EXERCISE
Below are the records; collect from them each line containing the string "brown".

━━ EXERCISE INPUT

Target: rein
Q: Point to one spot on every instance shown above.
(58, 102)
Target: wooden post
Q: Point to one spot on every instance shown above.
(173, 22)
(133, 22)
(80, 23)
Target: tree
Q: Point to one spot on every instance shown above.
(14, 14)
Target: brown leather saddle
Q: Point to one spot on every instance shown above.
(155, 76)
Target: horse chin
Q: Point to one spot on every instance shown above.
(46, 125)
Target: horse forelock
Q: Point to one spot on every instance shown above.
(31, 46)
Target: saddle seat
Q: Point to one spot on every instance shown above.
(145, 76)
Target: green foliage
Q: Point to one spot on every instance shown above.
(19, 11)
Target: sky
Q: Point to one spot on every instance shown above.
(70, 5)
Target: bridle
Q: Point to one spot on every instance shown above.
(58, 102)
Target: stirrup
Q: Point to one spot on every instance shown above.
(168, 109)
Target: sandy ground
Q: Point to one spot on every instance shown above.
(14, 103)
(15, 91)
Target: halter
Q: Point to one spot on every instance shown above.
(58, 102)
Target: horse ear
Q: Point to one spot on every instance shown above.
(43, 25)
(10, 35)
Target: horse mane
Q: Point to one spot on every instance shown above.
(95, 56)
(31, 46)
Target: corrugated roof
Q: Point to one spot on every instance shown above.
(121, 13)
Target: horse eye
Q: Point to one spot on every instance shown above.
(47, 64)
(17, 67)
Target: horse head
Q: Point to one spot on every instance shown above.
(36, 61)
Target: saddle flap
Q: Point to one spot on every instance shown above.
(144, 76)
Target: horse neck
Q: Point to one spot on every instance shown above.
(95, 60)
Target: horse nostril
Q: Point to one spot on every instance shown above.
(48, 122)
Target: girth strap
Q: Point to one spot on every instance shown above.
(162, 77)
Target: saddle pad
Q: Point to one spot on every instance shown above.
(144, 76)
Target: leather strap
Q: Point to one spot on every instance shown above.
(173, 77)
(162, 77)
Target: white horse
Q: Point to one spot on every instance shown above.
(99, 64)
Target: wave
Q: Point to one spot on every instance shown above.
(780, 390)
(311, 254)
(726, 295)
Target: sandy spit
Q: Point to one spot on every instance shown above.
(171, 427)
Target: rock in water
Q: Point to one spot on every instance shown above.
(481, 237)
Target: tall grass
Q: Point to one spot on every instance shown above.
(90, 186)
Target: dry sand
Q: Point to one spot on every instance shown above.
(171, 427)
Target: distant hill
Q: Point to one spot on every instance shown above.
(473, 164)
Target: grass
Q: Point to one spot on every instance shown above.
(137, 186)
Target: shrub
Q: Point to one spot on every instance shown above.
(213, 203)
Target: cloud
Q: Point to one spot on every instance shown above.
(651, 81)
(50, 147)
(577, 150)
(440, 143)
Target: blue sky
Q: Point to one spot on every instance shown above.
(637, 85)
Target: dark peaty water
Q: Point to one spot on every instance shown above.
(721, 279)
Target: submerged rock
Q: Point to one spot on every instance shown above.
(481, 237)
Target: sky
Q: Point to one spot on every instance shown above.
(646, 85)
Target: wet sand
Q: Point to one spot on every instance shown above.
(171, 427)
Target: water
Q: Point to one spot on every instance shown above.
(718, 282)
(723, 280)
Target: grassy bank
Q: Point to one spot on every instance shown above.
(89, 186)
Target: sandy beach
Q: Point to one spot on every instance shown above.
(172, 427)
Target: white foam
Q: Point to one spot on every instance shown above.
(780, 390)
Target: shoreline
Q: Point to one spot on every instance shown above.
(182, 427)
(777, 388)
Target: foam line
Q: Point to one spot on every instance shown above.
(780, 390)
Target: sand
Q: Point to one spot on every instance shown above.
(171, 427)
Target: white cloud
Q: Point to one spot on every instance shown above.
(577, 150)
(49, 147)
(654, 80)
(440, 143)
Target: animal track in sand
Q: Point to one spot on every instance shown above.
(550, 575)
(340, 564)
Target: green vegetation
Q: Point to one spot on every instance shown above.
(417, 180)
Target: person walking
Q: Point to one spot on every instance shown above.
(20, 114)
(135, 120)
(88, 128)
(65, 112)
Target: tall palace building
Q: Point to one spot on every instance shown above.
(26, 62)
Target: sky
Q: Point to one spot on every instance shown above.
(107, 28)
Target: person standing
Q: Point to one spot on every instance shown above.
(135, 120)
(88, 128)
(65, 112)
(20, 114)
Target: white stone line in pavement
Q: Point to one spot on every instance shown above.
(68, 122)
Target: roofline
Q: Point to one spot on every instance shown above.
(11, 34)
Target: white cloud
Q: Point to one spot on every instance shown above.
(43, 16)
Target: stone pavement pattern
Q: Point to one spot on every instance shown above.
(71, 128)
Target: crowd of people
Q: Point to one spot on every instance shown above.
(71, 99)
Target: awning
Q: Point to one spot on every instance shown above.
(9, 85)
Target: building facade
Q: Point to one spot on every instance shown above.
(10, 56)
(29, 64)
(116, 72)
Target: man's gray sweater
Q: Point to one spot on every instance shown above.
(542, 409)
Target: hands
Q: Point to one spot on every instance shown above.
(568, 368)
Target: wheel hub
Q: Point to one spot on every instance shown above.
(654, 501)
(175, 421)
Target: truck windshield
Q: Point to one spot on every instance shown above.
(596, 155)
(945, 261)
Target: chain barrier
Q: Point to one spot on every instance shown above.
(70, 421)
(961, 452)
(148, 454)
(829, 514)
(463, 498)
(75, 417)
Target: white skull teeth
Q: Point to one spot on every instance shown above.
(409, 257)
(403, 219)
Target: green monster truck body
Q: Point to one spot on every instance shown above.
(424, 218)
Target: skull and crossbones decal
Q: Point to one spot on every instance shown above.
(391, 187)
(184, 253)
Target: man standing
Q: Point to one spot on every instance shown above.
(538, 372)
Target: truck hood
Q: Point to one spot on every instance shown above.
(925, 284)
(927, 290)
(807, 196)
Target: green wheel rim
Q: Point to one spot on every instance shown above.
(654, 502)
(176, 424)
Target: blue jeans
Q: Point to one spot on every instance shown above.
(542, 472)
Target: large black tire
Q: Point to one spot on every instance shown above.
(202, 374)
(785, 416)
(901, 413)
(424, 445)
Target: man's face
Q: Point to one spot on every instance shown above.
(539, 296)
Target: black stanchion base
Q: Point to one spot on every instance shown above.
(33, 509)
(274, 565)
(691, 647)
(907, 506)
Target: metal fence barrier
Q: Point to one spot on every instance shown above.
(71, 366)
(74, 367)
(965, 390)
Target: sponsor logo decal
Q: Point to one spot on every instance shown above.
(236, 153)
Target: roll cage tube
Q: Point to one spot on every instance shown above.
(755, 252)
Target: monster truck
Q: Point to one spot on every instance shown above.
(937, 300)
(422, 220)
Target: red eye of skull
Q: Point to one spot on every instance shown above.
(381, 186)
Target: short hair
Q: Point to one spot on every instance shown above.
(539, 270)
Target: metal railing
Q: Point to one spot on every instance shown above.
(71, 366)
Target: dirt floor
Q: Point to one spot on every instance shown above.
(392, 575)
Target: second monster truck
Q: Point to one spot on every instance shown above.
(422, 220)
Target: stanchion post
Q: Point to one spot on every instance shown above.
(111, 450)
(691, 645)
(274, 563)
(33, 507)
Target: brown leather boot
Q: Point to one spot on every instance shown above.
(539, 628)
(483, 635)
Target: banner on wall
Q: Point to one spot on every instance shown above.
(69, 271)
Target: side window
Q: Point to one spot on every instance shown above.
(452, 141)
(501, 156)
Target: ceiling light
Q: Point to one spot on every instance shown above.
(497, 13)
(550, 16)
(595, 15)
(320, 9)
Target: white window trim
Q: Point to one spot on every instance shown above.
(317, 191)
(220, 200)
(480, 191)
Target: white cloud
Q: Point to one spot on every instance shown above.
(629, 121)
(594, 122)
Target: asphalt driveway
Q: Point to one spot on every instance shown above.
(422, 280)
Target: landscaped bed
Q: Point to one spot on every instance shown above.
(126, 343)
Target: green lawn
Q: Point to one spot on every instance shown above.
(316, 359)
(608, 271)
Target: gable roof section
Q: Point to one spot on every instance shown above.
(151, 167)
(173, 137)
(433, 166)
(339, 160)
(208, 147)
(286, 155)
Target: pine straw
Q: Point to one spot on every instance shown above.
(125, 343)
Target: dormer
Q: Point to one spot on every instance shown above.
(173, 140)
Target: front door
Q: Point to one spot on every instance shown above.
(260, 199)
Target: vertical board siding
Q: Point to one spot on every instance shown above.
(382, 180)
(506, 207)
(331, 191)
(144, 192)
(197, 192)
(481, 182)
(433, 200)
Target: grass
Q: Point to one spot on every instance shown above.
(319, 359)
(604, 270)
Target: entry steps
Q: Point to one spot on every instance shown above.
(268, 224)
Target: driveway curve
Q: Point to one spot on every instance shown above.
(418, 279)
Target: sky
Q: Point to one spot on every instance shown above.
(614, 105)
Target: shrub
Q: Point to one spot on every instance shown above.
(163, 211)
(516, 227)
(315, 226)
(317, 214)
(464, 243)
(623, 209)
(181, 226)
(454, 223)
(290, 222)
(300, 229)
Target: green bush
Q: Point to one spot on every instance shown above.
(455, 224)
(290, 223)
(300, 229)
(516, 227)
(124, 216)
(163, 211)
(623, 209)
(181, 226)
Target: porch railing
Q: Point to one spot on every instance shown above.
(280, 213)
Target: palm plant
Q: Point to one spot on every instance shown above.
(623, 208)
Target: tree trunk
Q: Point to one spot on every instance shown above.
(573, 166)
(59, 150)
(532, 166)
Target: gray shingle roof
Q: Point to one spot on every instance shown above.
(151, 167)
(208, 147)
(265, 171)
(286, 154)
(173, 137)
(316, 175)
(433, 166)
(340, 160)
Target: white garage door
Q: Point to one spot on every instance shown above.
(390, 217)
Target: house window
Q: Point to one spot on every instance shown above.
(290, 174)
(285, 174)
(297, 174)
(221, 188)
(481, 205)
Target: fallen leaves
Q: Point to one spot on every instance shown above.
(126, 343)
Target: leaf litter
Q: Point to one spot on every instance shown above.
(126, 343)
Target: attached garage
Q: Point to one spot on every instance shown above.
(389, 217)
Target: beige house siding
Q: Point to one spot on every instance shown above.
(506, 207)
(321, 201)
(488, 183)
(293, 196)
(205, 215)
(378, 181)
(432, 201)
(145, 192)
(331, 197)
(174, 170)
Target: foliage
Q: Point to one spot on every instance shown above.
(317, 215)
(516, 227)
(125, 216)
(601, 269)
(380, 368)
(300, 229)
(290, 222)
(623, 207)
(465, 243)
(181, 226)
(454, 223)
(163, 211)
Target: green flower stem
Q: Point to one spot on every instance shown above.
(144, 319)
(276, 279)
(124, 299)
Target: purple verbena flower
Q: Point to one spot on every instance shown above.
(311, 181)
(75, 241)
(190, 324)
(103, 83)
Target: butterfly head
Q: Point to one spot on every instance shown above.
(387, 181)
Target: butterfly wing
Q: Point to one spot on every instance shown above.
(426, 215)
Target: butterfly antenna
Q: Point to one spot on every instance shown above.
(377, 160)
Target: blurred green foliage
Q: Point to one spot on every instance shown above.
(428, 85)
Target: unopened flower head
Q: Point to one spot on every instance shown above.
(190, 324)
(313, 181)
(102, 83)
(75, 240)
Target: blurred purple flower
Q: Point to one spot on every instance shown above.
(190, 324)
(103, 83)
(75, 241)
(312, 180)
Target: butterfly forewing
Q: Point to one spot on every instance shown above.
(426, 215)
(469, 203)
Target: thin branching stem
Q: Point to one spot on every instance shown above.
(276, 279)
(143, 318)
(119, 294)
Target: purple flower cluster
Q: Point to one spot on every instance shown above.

━━━━

ANSWER TO THIS EXERCISE
Target: brown leather saddle
Target: brown leather boot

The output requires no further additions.